From: Matthew Ogilvie
Subject: Re: [Qemu-devel] [PATCH KVM v2 1/4] KVM: fix i8254 IRQ0 to be normally high
Date: Thu, 10 Jan 2013 23:40:07 -0700
User-agent: Mutt/1.5.21 (2010-09-15)

On Tue, Jan 08, 2013 at 09:31:19AM +0200, Gleb Natapov wrote:
> On Mon, Jan 07, 2013 at 06:17:22PM -0600, address@hidden wrote:
> > On Mon, 7 Jan 2013 11:39:18 +0200, Gleb Natapov <address@hidden> wrote:
> > > On Wed, Dec 26, 2012 at 10:39:53PM -0700, Matthew Ogilvie wrote:
> > >> Reading the spec, it is clear that most modes normally leave the IRQ
> > >> output line high, and only pulse it low to generate a leading edge.
> > >> Especially the most commonly used mode 2.
> > >> 
> > >> The KVM i8254 model does not try to emulate the duration of the pulse at
> > >> all, so just swap the high/low settings it to leave it high most of
> > >> the time.
> > >> 
> > >> This fix is a prerequisite to improving the i8259 model to handle
> > >> the trailing edge of an interupt request as indicated in its spec:
> > >> If it gets a trailing edge of an IRQ line before it starts to service
> > >> the interrupt, the request should be canceled.
> > >> 
> > >> See http://bochs.sourceforge.net/techspec/intel-82c54-timer.pdf.gz
> > >> or search the net for 23124406.pdf.
> > >> 
> > >> Risks:
> > >> 
> > >> There is a risk that migrating a running guest between versions
> > >> with and without this patch will lose or gain a single timer
> > >> interrupt during the migration process.  The only case where
> > > Can you elaborate on how exactly this can happen? Do not see it.
> > > 
> > 
> > KVM 8254: In the corrected model, when the count expires, the model
> > briefly pulses output low and then high again, with the low to high
> > transition being what triggers the interrupt.  In the old model,
> > when the count expires, the model expects the output line
> > to already be low, and briefly pulses it high (triggering the
> > interrupt) and then low again.  But if the line was already
> > high (because it migrated from the corrected model),
> > this won't generate a new leading edge (low to high) and won't
> > trigger a new interrupt (the first post-back-migration pulse turns
> > into a simple trailing edge instead of a pulse).
> > 
> > Unless there is something I'm missing?
> > 
> No, I missed that pic->last_irr/ioapic->irr  will be migrated as 1. But
> this means that next interrupt after migration from new to old will
> always be lost.  What about clearing pit bit from last_irr/irr before
> migration? Should not affect new->new migration and should fix new->old
> one. The only problem is that we may need to consult irq routing table
> to know how pit is connected to ioapic.

We should not clear both last_irr and irr.  That
cancels the interrupt early if the CPU hasn't started servicing
it yet:  If the guest CPU has interrupts disabled
and hasn't begun to service the interrupt, a new->new migration could
lose the interrupt much earlier in the countdown cycle than it otherwise
might be lost.

Record extracts:
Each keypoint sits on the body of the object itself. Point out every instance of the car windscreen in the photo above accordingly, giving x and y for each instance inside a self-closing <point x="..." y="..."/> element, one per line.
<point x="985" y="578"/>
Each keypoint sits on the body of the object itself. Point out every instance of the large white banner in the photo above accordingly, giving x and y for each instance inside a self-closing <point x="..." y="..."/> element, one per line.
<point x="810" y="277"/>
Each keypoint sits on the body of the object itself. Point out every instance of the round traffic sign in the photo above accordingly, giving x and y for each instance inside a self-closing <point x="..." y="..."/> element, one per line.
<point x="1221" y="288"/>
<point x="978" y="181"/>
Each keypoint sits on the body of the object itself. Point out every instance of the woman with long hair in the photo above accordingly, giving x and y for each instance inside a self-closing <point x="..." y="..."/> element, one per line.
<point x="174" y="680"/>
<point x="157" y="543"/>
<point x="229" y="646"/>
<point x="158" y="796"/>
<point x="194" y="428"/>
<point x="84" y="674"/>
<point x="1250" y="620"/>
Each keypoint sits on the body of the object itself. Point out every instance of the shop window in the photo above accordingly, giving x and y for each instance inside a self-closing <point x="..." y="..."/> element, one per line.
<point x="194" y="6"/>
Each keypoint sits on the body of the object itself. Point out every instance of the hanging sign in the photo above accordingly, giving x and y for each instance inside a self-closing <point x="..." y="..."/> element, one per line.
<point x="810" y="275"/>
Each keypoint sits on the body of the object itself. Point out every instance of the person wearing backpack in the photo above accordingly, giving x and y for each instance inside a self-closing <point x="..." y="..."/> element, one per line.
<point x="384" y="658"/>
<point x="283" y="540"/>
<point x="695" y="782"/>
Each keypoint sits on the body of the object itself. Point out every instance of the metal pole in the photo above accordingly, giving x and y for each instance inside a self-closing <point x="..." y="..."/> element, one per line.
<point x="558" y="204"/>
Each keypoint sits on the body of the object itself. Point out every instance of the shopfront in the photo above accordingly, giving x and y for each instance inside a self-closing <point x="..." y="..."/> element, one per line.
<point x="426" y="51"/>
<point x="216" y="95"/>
---
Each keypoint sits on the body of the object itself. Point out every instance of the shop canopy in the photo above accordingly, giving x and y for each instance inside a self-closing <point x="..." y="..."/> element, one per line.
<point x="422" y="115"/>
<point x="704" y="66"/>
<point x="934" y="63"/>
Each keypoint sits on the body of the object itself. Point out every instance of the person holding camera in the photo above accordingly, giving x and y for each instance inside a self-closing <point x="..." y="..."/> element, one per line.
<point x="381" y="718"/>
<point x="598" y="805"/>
--
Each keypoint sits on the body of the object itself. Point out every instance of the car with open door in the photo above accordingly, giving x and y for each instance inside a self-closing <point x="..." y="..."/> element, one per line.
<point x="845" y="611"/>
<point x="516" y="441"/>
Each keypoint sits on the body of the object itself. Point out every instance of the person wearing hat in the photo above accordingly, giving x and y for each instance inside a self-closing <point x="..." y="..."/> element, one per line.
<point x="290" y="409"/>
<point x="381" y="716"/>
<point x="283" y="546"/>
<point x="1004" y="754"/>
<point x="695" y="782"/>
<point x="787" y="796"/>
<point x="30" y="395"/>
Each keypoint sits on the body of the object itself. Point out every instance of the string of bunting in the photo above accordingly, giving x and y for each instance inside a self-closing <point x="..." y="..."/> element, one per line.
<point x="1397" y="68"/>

Objectives:
a) How many lines of the listing contain the string "wearing", with case counting? Give only the number.
b) Continue the email about the KVM i8254 timer patch from the point where it stops.

Answer list:
a) 2

b)
Potentially we could clear the last_irr bit only.  This effectively
makes migration behave like the old unfixed code.  But if this is
considered acceptable, I would be more inclined to not fix IRQ0 at all,
rather than make IRQ0 work subtly differently normally vs during
migration.  One of my earlier patch series (qemu v7 dated Nov 25)
attempts to use basically this strategy for the qemu model, at
least in the short term (and then potentially fix it properly
in the longer term), although the details of series might
be tweaked.

Or the minimal-risk strategy is to ONLY fix the cascade IRQ2's
trailing edge [the original i825* problem that spawned this whole
thing], leaving all other IRQs as-is.

> 
> Still do not see how can we gain one interrupt.

In most cases I don't think we get an extra interrupt from
a direct fix.  But some kinds of attempts to work around missing
interrupts during migration can cause cause extra interrupts in other
cases.  In the old qemu model (but perhaps not kvm), the mode 2 leading
edge occurs one clock tick earlier than it ought to.  So if you
try to be tricky with adjusting levels during migration, you
may introduce possible cases where it gets an interrupt in
the old model, then migrates and gets another interrupt one tick
later in the new model...

Also, it occurs to me that maybe there might be an off-by-one issue in
the kvm model of mode 2 that ought to be fixed as well?  Although the  
zero length pulse in kvm suggests that one-off issues in counters do  
not matter.  In the qemu model, the leading edge of OUT in mode 2
moves by one tick...

> 
> > The qemu 8254 model actually models each edge at independent
> > clock ticks instead of combining both into a very brief pulse at one time.
> > I've found it handy to draw out old and new timing diagrams on paper
> > (for each mode), and then carefully think about what happens with respect
> > to levels and edges when you transition back and forth between old and
> > new models at various points in the timing cycle.  (Note I've spent more
> > time examining the qemu models rather than the kvm models.)
> > 
> Yes, drawing it definitely helps :)
> 
> > >> this is likely to be serious is probably losing a single-shot (mode 4)
> > >> interrupt, but if my understanding of how things work is good, then
> > >> that should only be possible if a whole slew of conditions are
> > >> all met:
> > >> 
> > >>  1. The guest is configured to run in a "tickless" mode (like
> > >>     modern Linux).
> > >>  2. The guest is for some reason still using the i8254 rather
> > >>     than something more modern like an HPET.  (The combination
> > >>     of 1 and 2 should be rare.)
> > > This is not so rare. For performance reason it is better to not have
> > > HPET at all.  In fact -no-hpet is how I would advice anyone to run qemu.
> > 
> > In a later email you mention that Linux prefers a timer in the APIC.
> > I don't know much about the APIC (advanced interrupt controller), and
> > wasn't
> > even aware had it's own timer.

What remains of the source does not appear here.